EXERCISE:
Keep only those lines of the records that include the string "lamp".

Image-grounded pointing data
<<<<

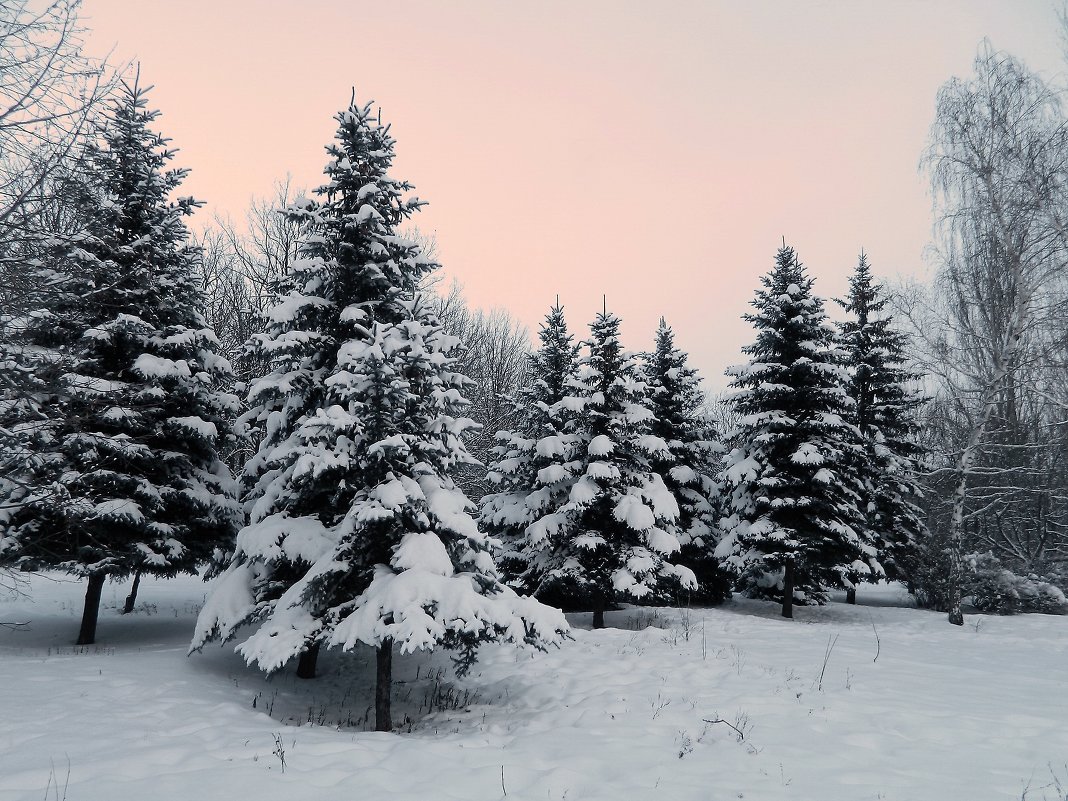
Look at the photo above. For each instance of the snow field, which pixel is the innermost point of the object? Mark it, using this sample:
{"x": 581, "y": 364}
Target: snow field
{"x": 943, "y": 712}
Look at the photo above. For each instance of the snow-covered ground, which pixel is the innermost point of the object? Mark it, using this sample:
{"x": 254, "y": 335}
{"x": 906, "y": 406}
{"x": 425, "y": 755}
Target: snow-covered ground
{"x": 943, "y": 712}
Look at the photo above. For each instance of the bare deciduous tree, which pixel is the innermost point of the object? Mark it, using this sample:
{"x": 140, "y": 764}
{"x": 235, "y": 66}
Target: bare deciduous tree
{"x": 999, "y": 161}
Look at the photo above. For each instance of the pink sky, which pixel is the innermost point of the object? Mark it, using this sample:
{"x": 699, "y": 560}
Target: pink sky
{"x": 653, "y": 152}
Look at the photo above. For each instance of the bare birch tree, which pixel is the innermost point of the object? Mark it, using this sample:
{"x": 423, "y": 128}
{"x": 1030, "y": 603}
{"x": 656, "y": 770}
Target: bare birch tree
{"x": 999, "y": 165}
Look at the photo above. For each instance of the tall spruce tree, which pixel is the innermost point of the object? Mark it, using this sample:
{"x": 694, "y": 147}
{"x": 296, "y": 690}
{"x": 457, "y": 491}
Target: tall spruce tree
{"x": 795, "y": 527}
{"x": 691, "y": 462}
{"x": 530, "y": 471}
{"x": 612, "y": 536}
{"x": 883, "y": 411}
{"x": 125, "y": 475}
{"x": 358, "y": 534}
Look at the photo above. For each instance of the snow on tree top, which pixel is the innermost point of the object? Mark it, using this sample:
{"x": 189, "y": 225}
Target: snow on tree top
{"x": 600, "y": 445}
{"x": 423, "y": 551}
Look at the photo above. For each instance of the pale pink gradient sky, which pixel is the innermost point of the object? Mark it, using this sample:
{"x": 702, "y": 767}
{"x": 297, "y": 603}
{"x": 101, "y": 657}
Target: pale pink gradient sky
{"x": 653, "y": 151}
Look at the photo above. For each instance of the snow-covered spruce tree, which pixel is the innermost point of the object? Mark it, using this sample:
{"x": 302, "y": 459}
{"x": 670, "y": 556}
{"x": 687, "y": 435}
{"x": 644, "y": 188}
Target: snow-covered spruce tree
{"x": 691, "y": 464}
{"x": 358, "y": 534}
{"x": 613, "y": 535}
{"x": 883, "y": 411}
{"x": 126, "y": 476}
{"x": 529, "y": 471}
{"x": 794, "y": 527}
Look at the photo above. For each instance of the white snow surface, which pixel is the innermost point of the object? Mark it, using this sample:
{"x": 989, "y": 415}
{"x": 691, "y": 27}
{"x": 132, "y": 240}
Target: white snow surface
{"x": 929, "y": 712}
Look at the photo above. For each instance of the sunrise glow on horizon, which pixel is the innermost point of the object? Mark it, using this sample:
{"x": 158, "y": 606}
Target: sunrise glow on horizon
{"x": 657, "y": 154}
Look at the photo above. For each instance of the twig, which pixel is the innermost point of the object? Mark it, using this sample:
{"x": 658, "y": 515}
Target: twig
{"x": 741, "y": 735}
{"x": 827, "y": 658}
{"x": 878, "y": 643}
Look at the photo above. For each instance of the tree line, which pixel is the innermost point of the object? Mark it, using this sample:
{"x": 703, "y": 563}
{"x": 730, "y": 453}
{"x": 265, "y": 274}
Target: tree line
{"x": 355, "y": 455}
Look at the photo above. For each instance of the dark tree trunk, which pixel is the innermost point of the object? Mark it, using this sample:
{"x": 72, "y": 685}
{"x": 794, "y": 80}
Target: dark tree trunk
{"x": 87, "y": 635}
{"x": 383, "y": 687}
{"x": 131, "y": 598}
{"x": 307, "y": 662}
{"x": 788, "y": 591}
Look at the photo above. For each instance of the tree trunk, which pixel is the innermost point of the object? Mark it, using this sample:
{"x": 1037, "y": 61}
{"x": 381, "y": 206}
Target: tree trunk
{"x": 788, "y": 591}
{"x": 599, "y": 614}
{"x": 131, "y": 598}
{"x": 383, "y": 687}
{"x": 87, "y": 635}
{"x": 307, "y": 661}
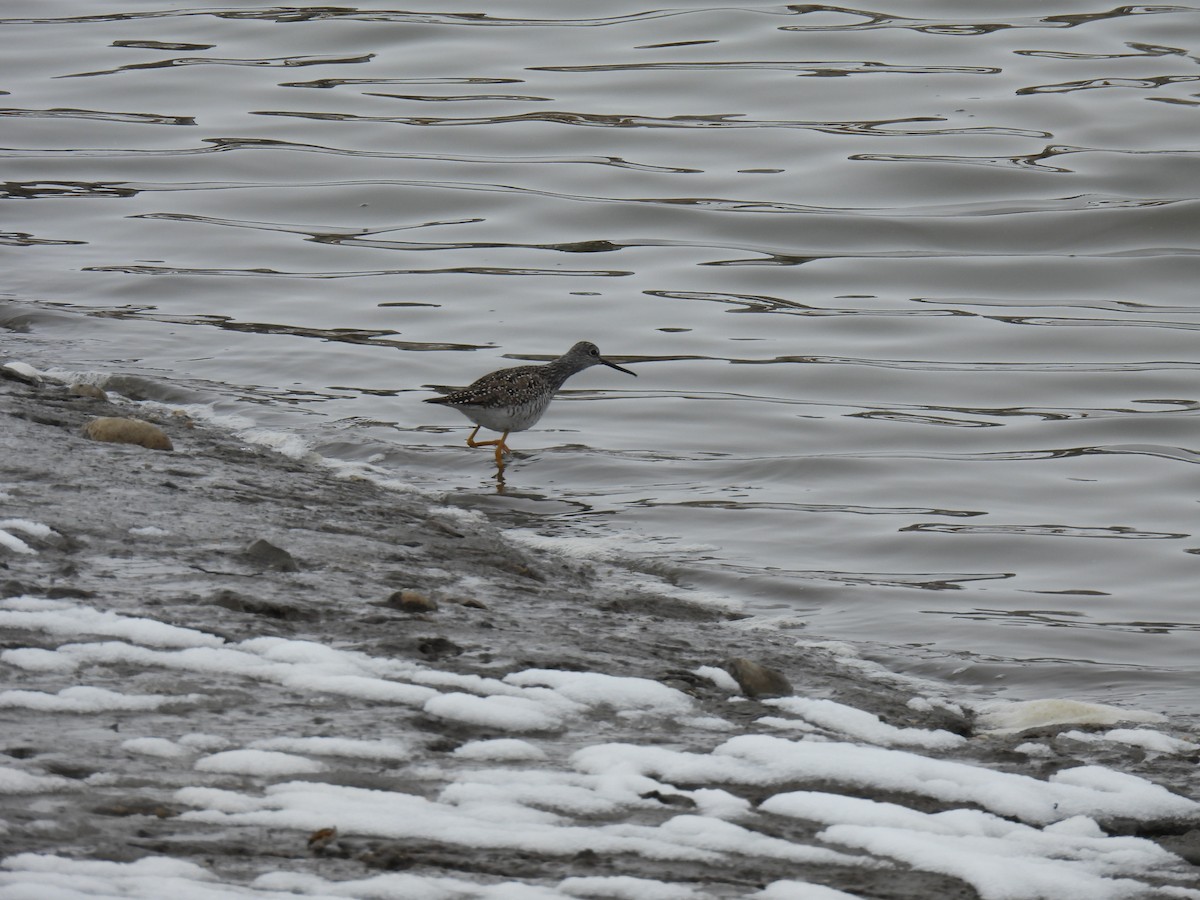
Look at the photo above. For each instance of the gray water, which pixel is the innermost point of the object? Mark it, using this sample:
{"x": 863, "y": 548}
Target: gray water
{"x": 911, "y": 291}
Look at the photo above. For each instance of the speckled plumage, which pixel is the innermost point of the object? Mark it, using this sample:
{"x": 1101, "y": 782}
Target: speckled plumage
{"x": 515, "y": 399}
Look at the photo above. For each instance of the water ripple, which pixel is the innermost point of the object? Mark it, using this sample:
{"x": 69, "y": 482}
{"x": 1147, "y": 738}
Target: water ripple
{"x": 869, "y": 21}
{"x": 805, "y": 70}
{"x": 267, "y": 273}
{"x": 1098, "y": 83}
{"x": 99, "y": 114}
{"x": 1045, "y": 531}
{"x": 624, "y": 120}
{"x": 276, "y": 63}
{"x": 217, "y": 145}
{"x": 1036, "y": 161}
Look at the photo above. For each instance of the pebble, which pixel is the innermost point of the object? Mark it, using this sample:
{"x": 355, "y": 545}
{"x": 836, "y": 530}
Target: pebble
{"x": 412, "y": 601}
{"x": 268, "y": 555}
{"x": 88, "y": 390}
{"x": 127, "y": 431}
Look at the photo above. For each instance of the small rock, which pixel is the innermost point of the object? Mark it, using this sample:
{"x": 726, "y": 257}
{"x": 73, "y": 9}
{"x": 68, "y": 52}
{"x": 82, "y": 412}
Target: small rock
{"x": 136, "y": 807}
{"x": 127, "y": 431}
{"x": 411, "y": 601}
{"x": 88, "y": 390}
{"x": 268, "y": 555}
{"x": 757, "y": 681}
{"x": 21, "y": 372}
{"x": 438, "y": 647}
{"x": 321, "y": 839}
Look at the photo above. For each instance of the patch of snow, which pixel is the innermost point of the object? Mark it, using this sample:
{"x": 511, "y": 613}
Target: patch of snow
{"x": 1005, "y": 717}
{"x": 384, "y": 749}
{"x": 257, "y": 762}
{"x": 17, "y": 781}
{"x": 624, "y": 887}
{"x": 160, "y": 748}
{"x": 861, "y": 725}
{"x": 1146, "y": 738}
{"x": 149, "y": 532}
{"x": 83, "y": 699}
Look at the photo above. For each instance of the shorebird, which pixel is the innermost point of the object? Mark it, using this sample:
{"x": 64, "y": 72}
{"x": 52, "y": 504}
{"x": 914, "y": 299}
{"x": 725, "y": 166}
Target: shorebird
{"x": 515, "y": 399}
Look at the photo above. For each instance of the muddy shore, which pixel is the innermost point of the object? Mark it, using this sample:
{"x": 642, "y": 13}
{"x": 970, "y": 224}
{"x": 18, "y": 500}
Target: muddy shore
{"x": 252, "y": 544}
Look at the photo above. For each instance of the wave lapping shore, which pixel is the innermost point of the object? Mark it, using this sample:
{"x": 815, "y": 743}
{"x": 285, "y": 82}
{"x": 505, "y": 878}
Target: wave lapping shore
{"x": 233, "y": 673}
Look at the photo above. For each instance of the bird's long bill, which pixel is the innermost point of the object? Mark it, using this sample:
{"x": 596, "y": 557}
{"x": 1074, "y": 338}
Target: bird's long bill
{"x": 613, "y": 365}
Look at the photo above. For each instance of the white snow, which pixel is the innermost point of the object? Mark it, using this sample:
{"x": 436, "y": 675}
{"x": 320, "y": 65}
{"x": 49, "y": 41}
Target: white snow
{"x": 15, "y": 544}
{"x": 83, "y": 699}
{"x": 1003, "y": 717}
{"x": 10, "y": 540}
{"x": 858, "y": 724}
{"x": 149, "y": 532}
{"x": 1146, "y": 738}
{"x": 383, "y": 749}
{"x": 25, "y": 370}
{"x": 17, "y": 781}
{"x": 1008, "y": 835}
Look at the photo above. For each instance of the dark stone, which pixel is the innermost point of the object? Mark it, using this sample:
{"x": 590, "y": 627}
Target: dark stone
{"x": 271, "y": 557}
{"x": 757, "y": 681}
{"x": 438, "y": 647}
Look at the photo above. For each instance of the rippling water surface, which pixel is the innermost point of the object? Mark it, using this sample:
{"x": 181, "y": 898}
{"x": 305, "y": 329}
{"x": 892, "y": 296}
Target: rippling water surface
{"x": 911, "y": 289}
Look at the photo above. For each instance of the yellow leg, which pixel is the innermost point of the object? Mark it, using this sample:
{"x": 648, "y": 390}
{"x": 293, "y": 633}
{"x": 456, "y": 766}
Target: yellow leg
{"x": 501, "y": 447}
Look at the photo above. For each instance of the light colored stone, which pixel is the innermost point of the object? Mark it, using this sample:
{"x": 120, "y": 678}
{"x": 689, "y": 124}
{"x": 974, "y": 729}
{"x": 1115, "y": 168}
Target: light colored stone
{"x": 757, "y": 681}
{"x": 127, "y": 431}
{"x": 88, "y": 390}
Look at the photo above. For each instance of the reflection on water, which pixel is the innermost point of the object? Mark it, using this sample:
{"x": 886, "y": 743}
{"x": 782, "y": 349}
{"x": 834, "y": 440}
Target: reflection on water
{"x": 912, "y": 295}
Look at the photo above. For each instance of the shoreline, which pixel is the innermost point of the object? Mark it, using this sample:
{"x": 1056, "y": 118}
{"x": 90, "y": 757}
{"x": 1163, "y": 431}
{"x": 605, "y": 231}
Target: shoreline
{"x": 147, "y": 577}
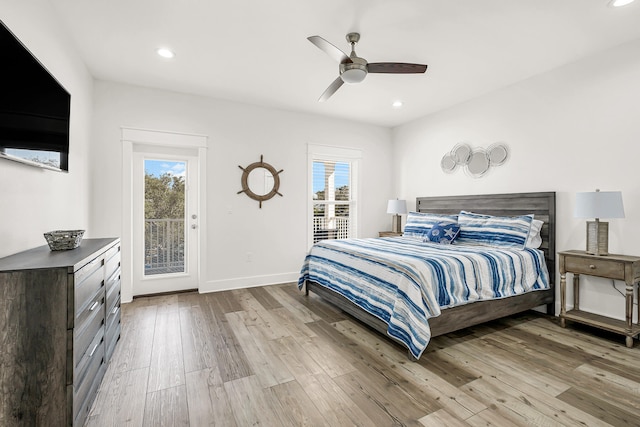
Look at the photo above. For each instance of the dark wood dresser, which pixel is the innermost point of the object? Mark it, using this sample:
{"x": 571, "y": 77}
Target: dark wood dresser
{"x": 59, "y": 324}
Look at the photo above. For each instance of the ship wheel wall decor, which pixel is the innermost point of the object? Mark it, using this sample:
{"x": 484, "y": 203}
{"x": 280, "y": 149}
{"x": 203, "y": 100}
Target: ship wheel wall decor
{"x": 260, "y": 181}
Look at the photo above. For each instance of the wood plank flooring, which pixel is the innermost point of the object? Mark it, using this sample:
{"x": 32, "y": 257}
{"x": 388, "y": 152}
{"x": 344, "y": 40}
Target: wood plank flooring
{"x": 271, "y": 356}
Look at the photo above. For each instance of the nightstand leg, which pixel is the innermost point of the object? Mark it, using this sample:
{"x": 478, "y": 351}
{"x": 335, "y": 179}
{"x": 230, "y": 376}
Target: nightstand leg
{"x": 563, "y": 298}
{"x": 629, "y": 313}
{"x": 576, "y": 292}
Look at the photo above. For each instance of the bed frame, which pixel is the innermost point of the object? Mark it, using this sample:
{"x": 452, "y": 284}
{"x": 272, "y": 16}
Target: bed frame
{"x": 456, "y": 318}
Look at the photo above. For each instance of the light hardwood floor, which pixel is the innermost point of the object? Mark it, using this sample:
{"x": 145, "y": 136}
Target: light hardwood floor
{"x": 271, "y": 356}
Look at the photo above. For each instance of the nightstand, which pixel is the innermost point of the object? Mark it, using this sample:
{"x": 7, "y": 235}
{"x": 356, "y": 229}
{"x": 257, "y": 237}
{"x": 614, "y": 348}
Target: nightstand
{"x": 616, "y": 267}
{"x": 389, "y": 234}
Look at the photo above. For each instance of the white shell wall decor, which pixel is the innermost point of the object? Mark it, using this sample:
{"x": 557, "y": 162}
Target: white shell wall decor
{"x": 475, "y": 161}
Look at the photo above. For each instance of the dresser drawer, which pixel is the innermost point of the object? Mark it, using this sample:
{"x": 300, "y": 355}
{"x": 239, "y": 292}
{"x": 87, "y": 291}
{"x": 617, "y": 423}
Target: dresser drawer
{"x": 113, "y": 282}
{"x": 591, "y": 266}
{"x": 86, "y": 289}
{"x": 83, "y": 338}
{"x": 88, "y": 269}
{"x": 84, "y": 317}
{"x": 112, "y": 260}
{"x": 84, "y": 391}
{"x": 113, "y": 334}
{"x": 94, "y": 351}
{"x": 113, "y": 312}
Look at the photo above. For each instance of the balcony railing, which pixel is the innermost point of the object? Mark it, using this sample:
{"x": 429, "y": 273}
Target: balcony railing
{"x": 336, "y": 227}
{"x": 164, "y": 246}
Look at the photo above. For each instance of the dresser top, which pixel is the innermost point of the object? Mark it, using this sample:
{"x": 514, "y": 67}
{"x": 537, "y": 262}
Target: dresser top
{"x": 610, "y": 257}
{"x": 43, "y": 257}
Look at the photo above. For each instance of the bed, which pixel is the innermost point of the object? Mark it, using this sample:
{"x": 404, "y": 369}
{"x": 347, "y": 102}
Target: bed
{"x": 541, "y": 205}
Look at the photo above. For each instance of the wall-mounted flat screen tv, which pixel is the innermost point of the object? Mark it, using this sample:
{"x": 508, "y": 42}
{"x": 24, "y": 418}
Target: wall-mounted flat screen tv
{"x": 34, "y": 109}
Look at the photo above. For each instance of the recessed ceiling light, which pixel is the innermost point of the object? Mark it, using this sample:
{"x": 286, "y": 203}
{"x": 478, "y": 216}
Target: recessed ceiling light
{"x": 165, "y": 53}
{"x": 619, "y": 3}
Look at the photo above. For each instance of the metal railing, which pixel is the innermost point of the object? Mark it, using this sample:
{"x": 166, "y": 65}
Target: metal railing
{"x": 336, "y": 227}
{"x": 164, "y": 246}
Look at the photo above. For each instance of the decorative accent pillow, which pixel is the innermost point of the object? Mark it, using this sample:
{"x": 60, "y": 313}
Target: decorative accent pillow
{"x": 419, "y": 223}
{"x": 444, "y": 232}
{"x": 534, "y": 240}
{"x": 499, "y": 231}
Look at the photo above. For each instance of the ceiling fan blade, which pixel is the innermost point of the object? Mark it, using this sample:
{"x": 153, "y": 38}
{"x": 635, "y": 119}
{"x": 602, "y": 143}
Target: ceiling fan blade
{"x": 330, "y": 49}
{"x": 396, "y": 68}
{"x": 333, "y": 87}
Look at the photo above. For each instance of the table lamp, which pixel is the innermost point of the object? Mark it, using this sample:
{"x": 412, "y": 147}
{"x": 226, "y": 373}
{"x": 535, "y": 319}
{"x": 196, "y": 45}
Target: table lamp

>>>>

WRITTEN ANSWER:
Look at the photo above. For each instance of the table lamp, which pixel is the innermost point of the object? Mark it, using this sample:
Target: table lamp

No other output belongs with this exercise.